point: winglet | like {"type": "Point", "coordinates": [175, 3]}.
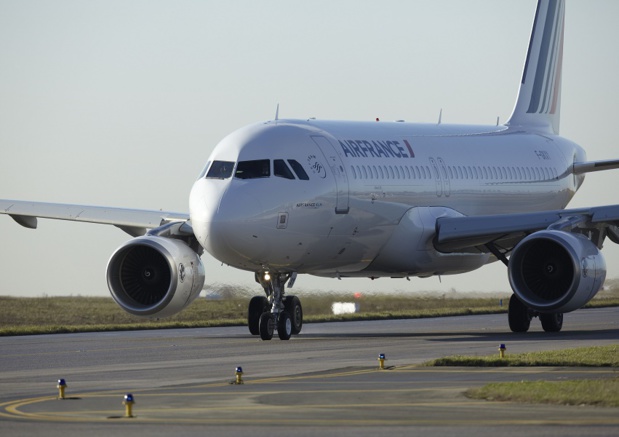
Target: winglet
{"type": "Point", "coordinates": [539, 96]}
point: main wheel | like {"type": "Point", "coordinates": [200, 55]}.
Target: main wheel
{"type": "Point", "coordinates": [284, 326]}
{"type": "Point", "coordinates": [257, 306]}
{"type": "Point", "coordinates": [518, 315]}
{"type": "Point", "coordinates": [267, 326]}
{"type": "Point", "coordinates": [551, 322]}
{"type": "Point", "coordinates": [294, 308]}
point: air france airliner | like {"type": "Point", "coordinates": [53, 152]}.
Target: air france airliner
{"type": "Point", "coordinates": [376, 199]}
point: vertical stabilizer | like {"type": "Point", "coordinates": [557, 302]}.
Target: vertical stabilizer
{"type": "Point", "coordinates": [539, 97]}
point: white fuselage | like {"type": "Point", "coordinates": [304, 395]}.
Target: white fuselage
{"type": "Point", "coordinates": [366, 184]}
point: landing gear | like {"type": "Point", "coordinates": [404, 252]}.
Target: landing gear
{"type": "Point", "coordinates": [267, 326]}
{"type": "Point", "coordinates": [257, 306]}
{"type": "Point", "coordinates": [275, 311]}
{"type": "Point", "coordinates": [519, 317]}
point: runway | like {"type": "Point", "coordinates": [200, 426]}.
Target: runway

* * *

Exercise goal → Print exactly, and only, the lines from the line containing "Target: landing gear" through the final line of the records, both included.

Written response →
Target: landing gear
{"type": "Point", "coordinates": [267, 326]}
{"type": "Point", "coordinates": [257, 306]}
{"type": "Point", "coordinates": [275, 311]}
{"type": "Point", "coordinates": [519, 317]}
point: runway | like {"type": "Point", "coordinates": [200, 426]}.
Target: runway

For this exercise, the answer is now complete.